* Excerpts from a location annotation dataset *
···

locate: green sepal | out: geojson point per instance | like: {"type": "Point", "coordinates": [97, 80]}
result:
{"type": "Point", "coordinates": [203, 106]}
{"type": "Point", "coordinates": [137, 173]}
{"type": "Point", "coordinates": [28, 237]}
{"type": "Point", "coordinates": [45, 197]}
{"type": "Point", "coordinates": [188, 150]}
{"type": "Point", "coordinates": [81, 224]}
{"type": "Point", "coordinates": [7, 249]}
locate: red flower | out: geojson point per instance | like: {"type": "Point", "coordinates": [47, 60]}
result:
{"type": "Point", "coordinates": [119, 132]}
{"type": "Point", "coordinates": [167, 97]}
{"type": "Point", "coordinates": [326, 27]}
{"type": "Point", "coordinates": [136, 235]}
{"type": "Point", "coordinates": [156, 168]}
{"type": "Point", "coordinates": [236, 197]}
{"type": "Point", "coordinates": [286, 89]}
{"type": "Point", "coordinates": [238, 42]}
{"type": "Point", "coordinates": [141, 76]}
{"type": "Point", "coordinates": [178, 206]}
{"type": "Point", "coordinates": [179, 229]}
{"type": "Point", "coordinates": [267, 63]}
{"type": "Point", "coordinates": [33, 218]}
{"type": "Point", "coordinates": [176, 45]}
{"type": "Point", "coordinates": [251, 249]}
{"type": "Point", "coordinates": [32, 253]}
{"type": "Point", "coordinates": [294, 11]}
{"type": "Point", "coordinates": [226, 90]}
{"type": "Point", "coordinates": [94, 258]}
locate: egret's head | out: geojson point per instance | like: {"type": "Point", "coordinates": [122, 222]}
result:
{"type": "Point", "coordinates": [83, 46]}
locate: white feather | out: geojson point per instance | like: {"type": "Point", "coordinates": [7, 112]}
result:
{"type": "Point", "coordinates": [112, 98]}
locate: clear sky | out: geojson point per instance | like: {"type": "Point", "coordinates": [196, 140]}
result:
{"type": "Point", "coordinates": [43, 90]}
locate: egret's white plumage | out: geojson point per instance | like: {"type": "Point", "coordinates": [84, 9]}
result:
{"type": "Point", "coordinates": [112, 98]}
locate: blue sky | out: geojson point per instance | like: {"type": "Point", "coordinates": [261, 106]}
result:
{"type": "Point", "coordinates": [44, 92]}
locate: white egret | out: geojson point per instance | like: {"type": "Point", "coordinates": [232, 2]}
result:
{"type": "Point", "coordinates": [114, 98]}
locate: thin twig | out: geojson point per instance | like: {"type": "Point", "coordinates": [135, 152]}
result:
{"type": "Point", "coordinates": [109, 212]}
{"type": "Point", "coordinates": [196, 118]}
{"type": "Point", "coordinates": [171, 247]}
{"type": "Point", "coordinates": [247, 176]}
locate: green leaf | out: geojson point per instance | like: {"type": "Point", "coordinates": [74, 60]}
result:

···

* Instructions to follow *
Quote all of the records above word for word, keeping every character and line break unchanged.

* Written response *
locate: green sepal | out: geojson point per instance | like: {"type": "Point", "coordinates": [97, 80]}
result:
{"type": "Point", "coordinates": [203, 106]}
{"type": "Point", "coordinates": [137, 173]}
{"type": "Point", "coordinates": [28, 237]}
{"type": "Point", "coordinates": [45, 197]}
{"type": "Point", "coordinates": [188, 150]}
{"type": "Point", "coordinates": [81, 224]}
{"type": "Point", "coordinates": [7, 249]}
locate: red flower | out: geojson point per instance | like: {"type": "Point", "coordinates": [47, 60]}
result:
{"type": "Point", "coordinates": [119, 132]}
{"type": "Point", "coordinates": [167, 97]}
{"type": "Point", "coordinates": [326, 27]}
{"type": "Point", "coordinates": [136, 235]}
{"type": "Point", "coordinates": [156, 168]}
{"type": "Point", "coordinates": [236, 197]}
{"type": "Point", "coordinates": [286, 89]}
{"type": "Point", "coordinates": [238, 42]}
{"type": "Point", "coordinates": [141, 76]}
{"type": "Point", "coordinates": [178, 206]}
{"type": "Point", "coordinates": [179, 229]}
{"type": "Point", "coordinates": [267, 63]}
{"type": "Point", "coordinates": [33, 218]}
{"type": "Point", "coordinates": [176, 45]}
{"type": "Point", "coordinates": [251, 249]}
{"type": "Point", "coordinates": [32, 253]}
{"type": "Point", "coordinates": [294, 11]}
{"type": "Point", "coordinates": [226, 90]}
{"type": "Point", "coordinates": [94, 258]}
locate: egret's head | out: geojson point per instance | like: {"type": "Point", "coordinates": [122, 222]}
result:
{"type": "Point", "coordinates": [83, 46]}
locate: white feather | out: geojson point per instance | like: {"type": "Point", "coordinates": [7, 112]}
result:
{"type": "Point", "coordinates": [112, 98]}
locate: clear sky | out: geojson point per instance | like: {"type": "Point", "coordinates": [196, 140]}
result:
{"type": "Point", "coordinates": [43, 90]}
locate: egret's white plumage | out: geojson point per instance | like: {"type": "Point", "coordinates": [84, 9]}
result:
{"type": "Point", "coordinates": [112, 98]}
locate: blue sky | out: geojson point per instance | like: {"type": "Point", "coordinates": [261, 106]}
result:
{"type": "Point", "coordinates": [44, 92]}
locate: white egret | out: geojson point per instance | like: {"type": "Point", "coordinates": [232, 2]}
result:
{"type": "Point", "coordinates": [114, 98]}
locate: thin twig | out: geojson point per instance | like: {"type": "Point", "coordinates": [135, 152]}
result:
{"type": "Point", "coordinates": [109, 212]}
{"type": "Point", "coordinates": [196, 118]}
{"type": "Point", "coordinates": [171, 247]}
{"type": "Point", "coordinates": [247, 176]}
locate: green leaf | out: geojson point per instance | like: {"type": "Point", "coordinates": [74, 60]}
result:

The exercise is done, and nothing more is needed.